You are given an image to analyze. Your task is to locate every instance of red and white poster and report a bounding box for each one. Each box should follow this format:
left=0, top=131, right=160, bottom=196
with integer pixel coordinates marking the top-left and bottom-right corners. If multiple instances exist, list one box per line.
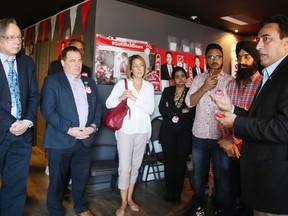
left=94, top=34, right=160, bottom=92
left=157, top=48, right=206, bottom=90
########
**Work request**
Output the entries above verbatim, with no picture included.

**Answer to the exercise**
You are given an image to analyze. Your task is to locate every instance of red and white poster and report a bounding box for each one. Each box should follow this format:
left=0, top=131, right=160, bottom=196
with integer pixel coordinates marking the top-left and bottom-right corners. If multiple instances exist, list one box per line.
left=94, top=34, right=160, bottom=92
left=157, top=48, right=206, bottom=90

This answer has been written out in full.